----- 読む文章
2006年07月15日 | キモノでお出かけ
<お出かけ先>大阪・松竹座(七月大歌舞伎)
<着物>青磁色の絽鮫小紋
<帯>淡い藤色に幾何学模様の紗名古屋帯
<帯揚げ>水色の絽
<帯締め>青緑色の夏用帯締め
<根付け>波に千鳥の、銀製の根付け

紗名古屋帯

7月15日~17日の3連休、大阪と京都へ行ってきました。
今回の旅の最大の目的は、大阪・松竹座での坂田藤十郎襲名披露興行の観劇です。
連休初日、早朝の新幹線で大阪へ向かい、昼の部・夜の部を通しで観てから、京都へ向かいました。
連休2日目と3日目は、祇園祭の宵山と山鉾巡行を見物しました。
今回も、あちこち歩き回ってハードな旅でしたが(笑)、とても楽しめました。

遅ればせながら、旅日記も順次アップしていく予定です。

■この日のキモノについて

襲名披露興行を観るので、暑い日でしたが頑張って絹モノを着て行きました!
もちろん、家から着て行って、これで新幹線に乗りました。キモノを着て新幹線に乗るのにはすっかり慣れたので(笑)、衿元が汚れないように手ぬぐいをかけてグーグー寝ていました。
冒頭の写真は松竹座に着いてから撮ったものですが、着くずれしていなかったのでよかったです。
----------
----- 提供資料
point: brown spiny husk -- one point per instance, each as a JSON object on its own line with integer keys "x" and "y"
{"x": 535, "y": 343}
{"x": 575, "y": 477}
----------
● 指示 1:
文章のうち「7月15日~17日の3連休」で始まる段落を、主な事実を残して箇条書きにまとめてください。
● 指示 2:
文章の「<着物>青磁色の絽鮫小紋」から「連休2日目と3日目は、祇園祭の宵山と山鉾巡行を見物しました。」までの箇所を、一字も変えずに書き写して返してください。
資料は文章とは関係ありません。

● 回答 1:
- 7月15日~17日の3連休に大阪と京都へ行った。
- 旅の最大の目的は、大阪・松竹座での坂田藤十郎襲名披露興行の観劇。
- 初日は早朝の新幹線で大阪へ向かい、昼の部・夜の部を通しで観てから京都へ移動した。
- 2日目と3日目は祇園祭の宵山と山鉾巡行を見物した。
- あちこち歩き回るハードな旅だったが、とても楽しめた。

● 回答 2:
<着物>青磁色の絽鮫小紋
<帯>淡い藤色に幾何学模様の紗名古屋帯
<帯揚げ>水色の絽
<帯締め>青緑色の夏用帯締め
<根付け>波に千鳥の、銀製の根付け

紗名古屋帯

7月15日~17日の3連休、大阪と京都へ行ってきました。
今回の旅の最大の目的は、大阪・松竹座での坂田藤十郎襲名披露興行の観劇です。
連休初日、早朝の新幹線で大阪へ向かい、昼の部・夜の部を通しで観てから、京都へ向かいました。
連休2日目と3日目は、祇園祭の宵山と山鉾巡行を見物しました。